> **GOAL**: Reproduce the passage of the African Pianism album announcement starting with "SOMM Recordings is" and going on through "power of Nature.", word for word.

[Begin SOURCE DOCUMENT]

SOMM Recordings is thrilled to announce African Pianism, a revelatory collection of music by seven African composers. Released to coincide with Black History Month in the United States, it marks the label’s solo debut of Nigerian-Romanian pianist Rebeca Omordia.
First recordings include three haunting Nocturnes and percussion- enhanced En attente du printemps by Moroccan, Nabil Benabdeljalil. And Five Kaleidoscopes for Piano by Ghanaian-born to Nigerian parents, Fred Onovwerosuoke, best known for Bolingo, featured in the 2006 Robert de Niro film, The Good Shepherd. They evocatively reference a beehive, love of homeland, Nubian folklore and the elemental power of Nature.
African Pianism takes its title from Ghanaian J.H. Kwabena Nketia’s set of Twelve Pedagogical Pieces, richly influenced by the rhythmic, tonal accent of African percussion music. Ayo Bankole’s Egun Variations, remarks Robert Matthew-Walker in his booklet notes, “skilfully melds… Nigerian musical language within a European G major tonal structure”.

[End SOURCE DOCUMENT]
[Begin ENTRIES PROVIDED]

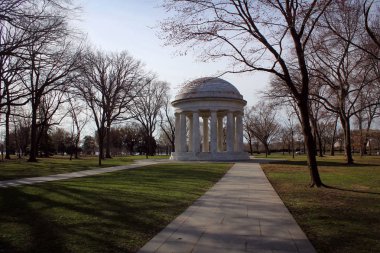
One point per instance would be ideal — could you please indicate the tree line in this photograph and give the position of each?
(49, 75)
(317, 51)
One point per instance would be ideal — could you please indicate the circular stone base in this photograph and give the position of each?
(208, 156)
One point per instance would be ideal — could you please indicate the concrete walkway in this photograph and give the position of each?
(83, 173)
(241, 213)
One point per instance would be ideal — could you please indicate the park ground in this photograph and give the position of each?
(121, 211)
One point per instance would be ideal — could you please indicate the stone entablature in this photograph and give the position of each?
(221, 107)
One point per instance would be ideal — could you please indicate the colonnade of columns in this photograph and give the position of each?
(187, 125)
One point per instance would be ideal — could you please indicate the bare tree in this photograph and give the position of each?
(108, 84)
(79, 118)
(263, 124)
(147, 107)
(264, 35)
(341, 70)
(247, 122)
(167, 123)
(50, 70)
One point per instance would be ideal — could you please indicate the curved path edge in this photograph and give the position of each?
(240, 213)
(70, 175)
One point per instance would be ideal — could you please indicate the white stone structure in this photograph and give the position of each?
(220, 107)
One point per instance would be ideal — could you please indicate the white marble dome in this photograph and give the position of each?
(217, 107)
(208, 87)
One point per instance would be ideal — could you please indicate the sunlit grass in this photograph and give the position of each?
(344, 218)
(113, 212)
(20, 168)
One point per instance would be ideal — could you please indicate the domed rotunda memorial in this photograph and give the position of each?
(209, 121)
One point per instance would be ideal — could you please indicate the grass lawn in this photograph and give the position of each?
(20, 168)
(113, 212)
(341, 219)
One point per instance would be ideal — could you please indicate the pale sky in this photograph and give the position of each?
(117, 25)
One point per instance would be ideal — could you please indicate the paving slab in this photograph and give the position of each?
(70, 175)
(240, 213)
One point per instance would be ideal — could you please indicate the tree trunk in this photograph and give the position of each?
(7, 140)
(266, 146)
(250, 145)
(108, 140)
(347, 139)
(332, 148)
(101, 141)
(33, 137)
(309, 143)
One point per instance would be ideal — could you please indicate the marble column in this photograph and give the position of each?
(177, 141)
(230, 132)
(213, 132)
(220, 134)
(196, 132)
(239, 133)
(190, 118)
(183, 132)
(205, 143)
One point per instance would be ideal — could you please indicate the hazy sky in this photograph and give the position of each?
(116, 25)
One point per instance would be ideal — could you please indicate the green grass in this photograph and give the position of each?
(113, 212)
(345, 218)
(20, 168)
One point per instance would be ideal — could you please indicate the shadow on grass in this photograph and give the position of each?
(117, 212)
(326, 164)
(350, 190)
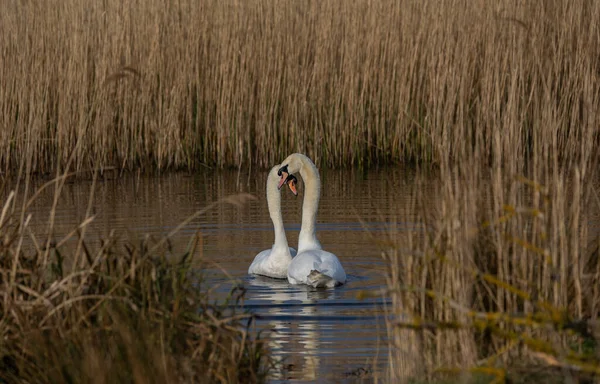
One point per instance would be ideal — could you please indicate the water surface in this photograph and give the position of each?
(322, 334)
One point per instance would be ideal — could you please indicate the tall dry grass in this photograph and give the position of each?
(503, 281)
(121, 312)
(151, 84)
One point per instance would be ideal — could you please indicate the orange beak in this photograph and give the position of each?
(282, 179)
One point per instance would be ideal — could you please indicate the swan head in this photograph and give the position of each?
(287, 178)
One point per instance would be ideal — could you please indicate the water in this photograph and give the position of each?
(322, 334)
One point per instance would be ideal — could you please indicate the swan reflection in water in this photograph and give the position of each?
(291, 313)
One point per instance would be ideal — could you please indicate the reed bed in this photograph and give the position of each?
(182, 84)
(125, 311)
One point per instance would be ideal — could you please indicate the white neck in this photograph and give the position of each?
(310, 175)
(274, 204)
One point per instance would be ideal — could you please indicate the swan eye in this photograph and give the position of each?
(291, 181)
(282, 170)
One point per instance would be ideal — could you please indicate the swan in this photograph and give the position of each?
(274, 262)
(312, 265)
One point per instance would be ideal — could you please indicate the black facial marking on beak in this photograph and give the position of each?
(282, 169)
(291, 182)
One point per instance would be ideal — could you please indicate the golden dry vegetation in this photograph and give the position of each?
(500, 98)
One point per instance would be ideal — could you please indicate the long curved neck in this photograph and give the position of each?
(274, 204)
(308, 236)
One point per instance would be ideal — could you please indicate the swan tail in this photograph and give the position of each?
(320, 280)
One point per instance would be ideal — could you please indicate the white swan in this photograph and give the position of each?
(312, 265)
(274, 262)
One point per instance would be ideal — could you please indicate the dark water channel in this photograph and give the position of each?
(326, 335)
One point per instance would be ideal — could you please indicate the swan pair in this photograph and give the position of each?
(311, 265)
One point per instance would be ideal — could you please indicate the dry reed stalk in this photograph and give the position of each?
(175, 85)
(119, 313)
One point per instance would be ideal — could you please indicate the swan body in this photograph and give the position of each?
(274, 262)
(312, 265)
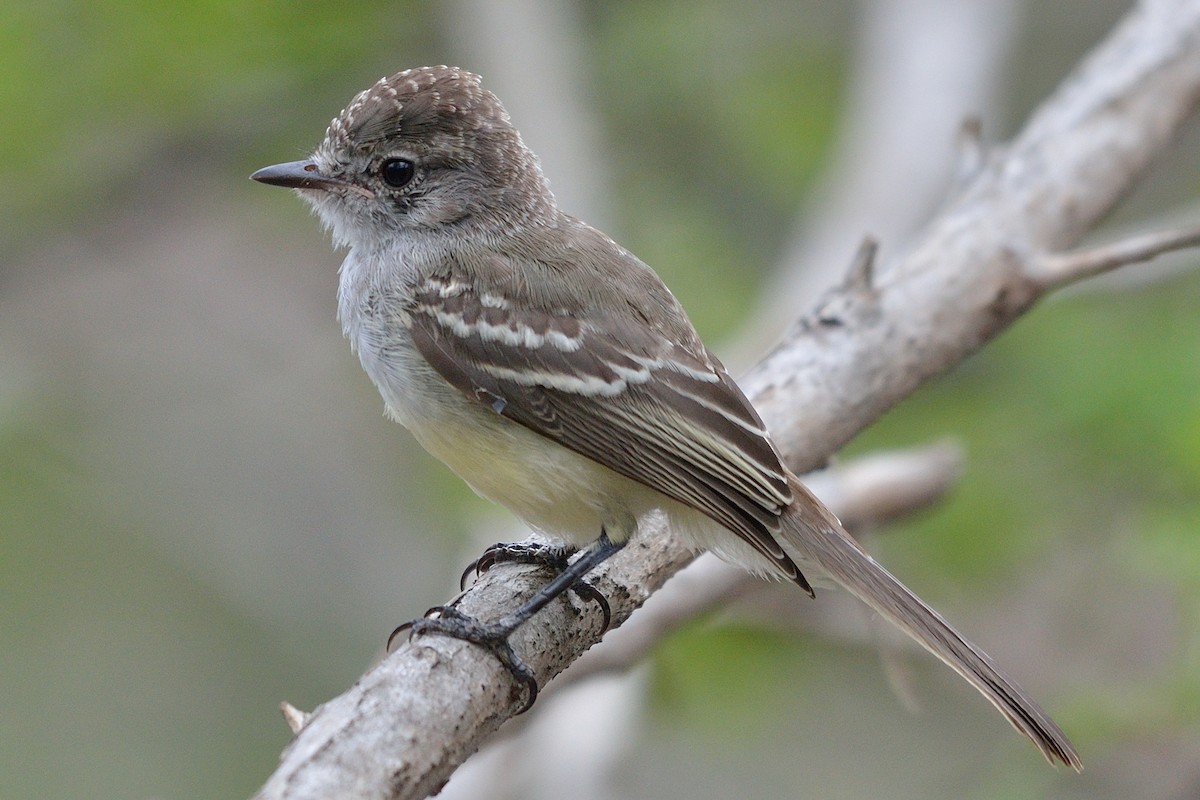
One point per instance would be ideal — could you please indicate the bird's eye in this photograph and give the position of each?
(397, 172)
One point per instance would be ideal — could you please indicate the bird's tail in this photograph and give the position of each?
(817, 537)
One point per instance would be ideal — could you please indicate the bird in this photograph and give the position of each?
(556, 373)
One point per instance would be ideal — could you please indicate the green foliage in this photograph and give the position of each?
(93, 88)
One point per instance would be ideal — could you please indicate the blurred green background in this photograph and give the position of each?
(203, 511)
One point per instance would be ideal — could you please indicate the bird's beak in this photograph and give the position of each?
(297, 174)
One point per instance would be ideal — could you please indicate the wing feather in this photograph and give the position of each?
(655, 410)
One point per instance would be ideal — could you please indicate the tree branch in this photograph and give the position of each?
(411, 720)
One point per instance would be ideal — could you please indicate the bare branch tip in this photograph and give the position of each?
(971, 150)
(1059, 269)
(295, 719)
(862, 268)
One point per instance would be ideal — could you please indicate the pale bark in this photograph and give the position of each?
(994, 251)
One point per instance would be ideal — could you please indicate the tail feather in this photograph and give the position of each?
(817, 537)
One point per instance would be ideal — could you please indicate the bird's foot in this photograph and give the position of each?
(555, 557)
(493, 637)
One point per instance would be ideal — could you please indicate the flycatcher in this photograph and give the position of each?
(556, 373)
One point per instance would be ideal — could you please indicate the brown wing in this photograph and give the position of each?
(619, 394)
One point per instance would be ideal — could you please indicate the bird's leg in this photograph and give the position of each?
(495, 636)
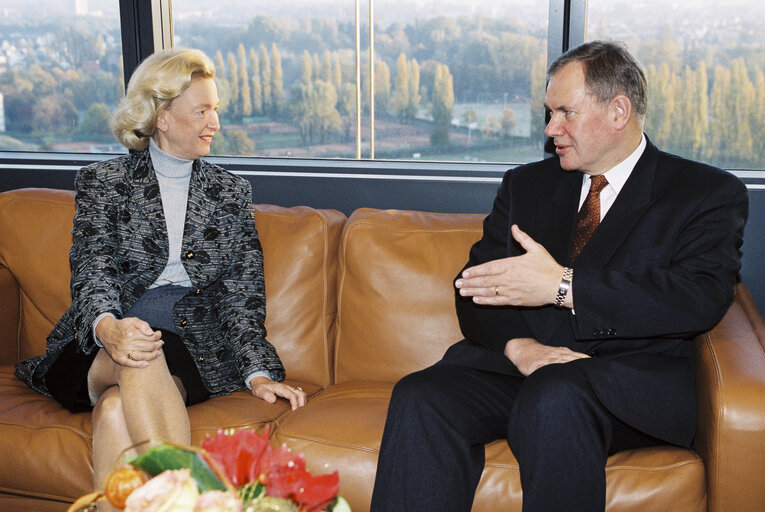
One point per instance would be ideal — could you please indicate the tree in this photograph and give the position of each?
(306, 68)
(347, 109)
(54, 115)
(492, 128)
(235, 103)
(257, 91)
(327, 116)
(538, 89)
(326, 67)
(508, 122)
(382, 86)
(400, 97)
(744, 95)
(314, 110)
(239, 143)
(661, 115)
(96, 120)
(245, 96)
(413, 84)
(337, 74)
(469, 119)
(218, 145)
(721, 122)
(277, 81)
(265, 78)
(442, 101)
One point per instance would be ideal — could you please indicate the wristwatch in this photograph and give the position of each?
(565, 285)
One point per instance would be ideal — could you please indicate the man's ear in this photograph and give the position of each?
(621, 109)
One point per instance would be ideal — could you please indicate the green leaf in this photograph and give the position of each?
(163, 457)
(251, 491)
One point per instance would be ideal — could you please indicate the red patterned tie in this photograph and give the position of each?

[End ENTRIES PROVIDED]

> **EXERCISE RESPONSE**:
SOMM Recordings is thrilled to announce African Pianism, a revelatory collection of music by seven African composers. Released to coincide with Black History Month in the United States, it marks the label’s solo debut of Nigerian-Romanian pianist Rebeca Omordia.
First recordings include three haunting Nocturnes and percussion- enhanced En attente du printemps by Moroccan, Nabil Benabdeljalil. And Five Kaleidoscopes for Piano by Ghanaian-born to Nigerian parents, Fred Onovwerosuoke, best known for Bolingo, featured in the 2006 Robert de Niro film, The Good Shepherd. They evocatively reference a beehive, love of homeland, Nubian folklore and the elemental power of Nature.